Extracted text
'''

# Pensacola Pass woopin some shellcracker



## terpdoc (Jan 8, 2012)

Went out with Capt Powertop and Chip to Pensacola Pass to get on some sheeps- and did we ever. We pulled up to the jetties at about 0930. There were maybe five other boats achored in. Powertop got us a hot spot and we wooped up on some sheepies. The bite was steady on live skrumps, that is until people got mad and swung in on us. After catching 30 nice sized convicts we were off to the square rock and got into a nice school of spanish- they too hammered the shrimp. Poor shirmps never stood a chance.:no: Not bad for a short trip! Of note, there were some snapper and grouper wanting to party as well...


----------



## marmidor (Mar 15, 2008)

Nice report,well done man!!!


----------



## oxbeast1210 (Jun 21, 2010)

nice save some for me lol!!


----------



## FLbeachbum (Jul 17, 2008)

'''

Short problem a
Which usernames head the posts in the fishing forum thread?
The forum thread and the records that follow it come from unrelated sources.

Data to use
'''

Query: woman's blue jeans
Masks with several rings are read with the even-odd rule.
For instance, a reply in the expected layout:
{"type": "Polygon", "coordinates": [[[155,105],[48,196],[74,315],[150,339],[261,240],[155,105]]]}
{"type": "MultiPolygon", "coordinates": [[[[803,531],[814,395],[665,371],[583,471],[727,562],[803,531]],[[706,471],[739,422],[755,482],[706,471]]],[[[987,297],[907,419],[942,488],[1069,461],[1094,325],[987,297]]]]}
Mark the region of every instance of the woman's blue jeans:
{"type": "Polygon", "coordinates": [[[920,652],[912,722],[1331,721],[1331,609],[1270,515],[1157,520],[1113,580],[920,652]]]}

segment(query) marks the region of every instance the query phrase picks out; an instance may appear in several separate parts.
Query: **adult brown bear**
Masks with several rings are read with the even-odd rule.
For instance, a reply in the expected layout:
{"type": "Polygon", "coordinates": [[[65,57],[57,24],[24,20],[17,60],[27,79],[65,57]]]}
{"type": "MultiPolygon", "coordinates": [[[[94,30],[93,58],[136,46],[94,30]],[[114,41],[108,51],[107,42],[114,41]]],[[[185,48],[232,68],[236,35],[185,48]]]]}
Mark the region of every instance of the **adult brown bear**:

'''

Short problem b
How many lines of the records contain the string "jeans", matching case exactly? Give only the number.

Finished answer a
terpdoc, marmidor, oxbeast1210, FLbeachbum

Finished answer b
2